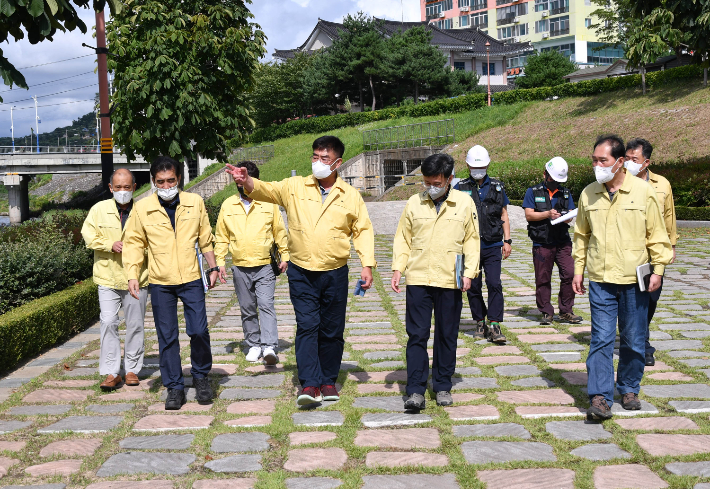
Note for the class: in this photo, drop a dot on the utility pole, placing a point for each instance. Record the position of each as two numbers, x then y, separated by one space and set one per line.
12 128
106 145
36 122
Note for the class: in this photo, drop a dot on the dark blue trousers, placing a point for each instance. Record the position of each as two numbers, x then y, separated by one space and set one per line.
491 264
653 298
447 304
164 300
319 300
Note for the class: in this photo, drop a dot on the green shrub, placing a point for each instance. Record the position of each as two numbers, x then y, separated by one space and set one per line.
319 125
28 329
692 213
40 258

┄┄┄┄┄┄┄┄┄┄┄┄┄┄┄┄┄┄┄┄

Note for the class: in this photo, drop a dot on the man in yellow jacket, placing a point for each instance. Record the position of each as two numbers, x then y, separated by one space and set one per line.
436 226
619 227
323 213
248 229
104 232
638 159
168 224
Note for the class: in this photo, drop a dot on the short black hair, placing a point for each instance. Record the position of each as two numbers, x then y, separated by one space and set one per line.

┄┄┄┄┄┄┄┄┄┄┄┄┄┄┄┄┄┄┄┄

TASK TO CARRY OUT
Gather every line in the listing above that contains the word "black", and treat uppercase and lowercase as different.

SOLUTION
Note for the class: in this photo, drop a dot on the short black hair, placing a point for each instance. Record the position of each as two numbers, x then y, separated by one space and set one per line.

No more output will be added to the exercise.